TASK LIST —
(a) In the passage on Senior Executive Service bonuses, translate this sentence into Spanish: "Members of the SES represent less than 1 percent of the federal workforce, and are generally permanent career civil servants."
(b) According to the passage on Senior Executive Service bonuses, what law created the SES?
(c) Write a continuation of the passage on Senior Executive Service bonuses, starting after its final sentence.

Agencies can now give bonuses to top executives from a pool amounting to 7.5 percent of their total spending on Senior Executive Service (SES) salaries, up from 4.8 percent. An individual can get an annual bonus of more than that percentage. SES employees earn base salaries of up to $181,000, and 7.5 percent of that is $13,500.

Members of the SES represent less than 1 percent of the federal workforce, and are generally permanent career civil servants. In some ways, this makes them more influential than political appointees who often stay in a government job only about 18 months.

The SES was created by the Civil Service Reform Act of 1978 as the federal government’s top career managers. They received higher pay in return for agency heads having more flexibility in assigning SESers to new jobs.

In the decades since, however, SESers have been represented by a powerful lobbying force, the Senior Executives Association (SEA). SEA has lobbied to give them the pay and power of at-will managers at major corporations, but with the job security of a unionized blue-collar worker or tenured college professor.

The Daily Caller News Foundation revealed in an April 24, 2016, story that SEA is essentially a front for a law firm that profits through endless appeals on behalf of individual SESers fighting discipline. The group has taken agencies to court over bonuses for clients.

The law firm out of which SEA is based is representing Sharon Helman, a convicted felon and former Department of Veterans Affairs (VA) executive who accepted gifts from a contractor while veterans died on falsified wait-time lists. She could get her job back, and got a court to undo the rescission of a bonus that was received while her hospital was performing abysmally.

Critics contend the civil service performance rating system is a failure because the vast majority of career employees — including SESers — are rated as good performers or better.

SUPPLIED INFORMATION —
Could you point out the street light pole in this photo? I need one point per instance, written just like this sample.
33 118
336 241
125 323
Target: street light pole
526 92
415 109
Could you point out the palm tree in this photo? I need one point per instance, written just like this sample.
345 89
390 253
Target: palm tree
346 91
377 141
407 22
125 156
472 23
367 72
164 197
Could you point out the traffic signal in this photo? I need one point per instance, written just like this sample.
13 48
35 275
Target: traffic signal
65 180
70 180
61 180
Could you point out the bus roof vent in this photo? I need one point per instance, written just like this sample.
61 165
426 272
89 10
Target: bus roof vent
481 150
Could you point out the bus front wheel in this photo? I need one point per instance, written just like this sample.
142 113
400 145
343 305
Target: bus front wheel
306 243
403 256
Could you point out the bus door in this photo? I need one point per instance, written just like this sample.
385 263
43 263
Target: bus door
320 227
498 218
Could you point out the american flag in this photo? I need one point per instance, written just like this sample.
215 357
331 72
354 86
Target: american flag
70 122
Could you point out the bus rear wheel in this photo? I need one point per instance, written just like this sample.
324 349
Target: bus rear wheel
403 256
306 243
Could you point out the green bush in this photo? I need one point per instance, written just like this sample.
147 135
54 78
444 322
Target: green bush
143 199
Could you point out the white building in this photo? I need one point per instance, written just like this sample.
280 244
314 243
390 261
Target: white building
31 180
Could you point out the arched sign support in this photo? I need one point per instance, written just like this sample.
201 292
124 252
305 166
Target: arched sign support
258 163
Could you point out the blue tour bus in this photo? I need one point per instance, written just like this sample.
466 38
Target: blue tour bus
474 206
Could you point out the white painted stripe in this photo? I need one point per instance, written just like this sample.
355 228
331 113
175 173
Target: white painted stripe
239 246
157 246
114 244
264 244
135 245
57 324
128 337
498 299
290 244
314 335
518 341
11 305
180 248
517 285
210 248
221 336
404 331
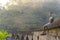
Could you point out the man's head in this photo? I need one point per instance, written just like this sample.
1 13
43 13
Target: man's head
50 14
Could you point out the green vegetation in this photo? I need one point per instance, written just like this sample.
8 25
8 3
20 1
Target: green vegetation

RESPONSES BY ITEM NUMBER —
(a) Los miembros del SES representan menos del 1 por ciento de la fuerza laboral federal y, por lo general, son funcionarios públicos de carrera permanentes.

(b) The Civil Service Reform Act of 1978.

(c)
The Government Accountability Office found, for example, that “more than 85 percent of the career SES… were rated in the top two of five categories for fiscal years 2010 through 2013, and career SES received approximately $42 million in awards for fiscal year 2013.”

As The New York Times put it, “all of the 470 senior executives at [VA] received annual ratings over the last four years indicating that they were ‘fully successful’ in their jobs or even better … despite delays in processing disability compensation claims and problems with veterans’ access to the department’s sprawling health care system.”

The Times also reported that none of VA’s SESers received “either of the two lowest of five possible job ratings, ‘minimally satisfactory’ or ‘unsatisfactory,’ in any of the past four fiscal years.”

The VA’s head of construction, for example, got high marks and $60,000 in bonuses even as new hospital building projects went $2 billion over budget.

The SEA has reasoned circuitously that SESers are all high-performing, because if they weren’t, they wouldn’t be SESers. It has also claimed that without added incentives, no one would apply for jobs paying $181,000.

The OPM memo encouraged agencies to give larger bonuses to a smaller number of people, rather than making bonuses for SESers a de facto entitlement.

“Agencies should ensure only… employees who have demonstrated the highest levels of individual performance… receive the highest annual summary ratings and the largest corresponding performance awards,” OPM said.

Despite high pay, SESers are almost never removed. The managers have repeatedly been figures of disgrace at VA hospitals. A TheDCNF analysis found that the department merely rotated failing execs from one facility to the next.

The strategy generated the illusion that bad apples in the management corps were being fired, when they not only weren’t, but effectively could not be. Even if an SESer is demoted, he is entitled to keep the same pay while he takes a new job with less responsibility.

Earlier this year, lobbying interests successfully removed a provision to limit VA bonuses to $360 million.

With President Barack Obama’s second term approaching its end, some of his political appointees are frantically trying to convert to permanent or career SES status to retain their high-paying government jobs and the accompanying generous benefits, a generally illicit practice known as burrowing.

The Aug. 12 OPM memo was first reported by FedSmith.